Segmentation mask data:
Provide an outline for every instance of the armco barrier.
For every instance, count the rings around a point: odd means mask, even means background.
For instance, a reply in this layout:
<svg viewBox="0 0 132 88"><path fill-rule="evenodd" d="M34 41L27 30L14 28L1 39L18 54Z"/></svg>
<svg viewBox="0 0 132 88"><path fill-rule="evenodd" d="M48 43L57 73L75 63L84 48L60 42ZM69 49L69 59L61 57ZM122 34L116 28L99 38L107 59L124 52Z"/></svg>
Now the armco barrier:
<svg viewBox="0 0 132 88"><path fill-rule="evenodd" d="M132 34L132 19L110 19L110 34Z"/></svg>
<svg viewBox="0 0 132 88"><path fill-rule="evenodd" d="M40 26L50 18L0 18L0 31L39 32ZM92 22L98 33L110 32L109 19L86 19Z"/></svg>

**Task statement:** Which lines of the data include the string "every"? Copy each of them.

**Result below:**
Provide an outline for every instance of the armco barrier.
For every instance, count the rings around a point: odd means mask, even means background.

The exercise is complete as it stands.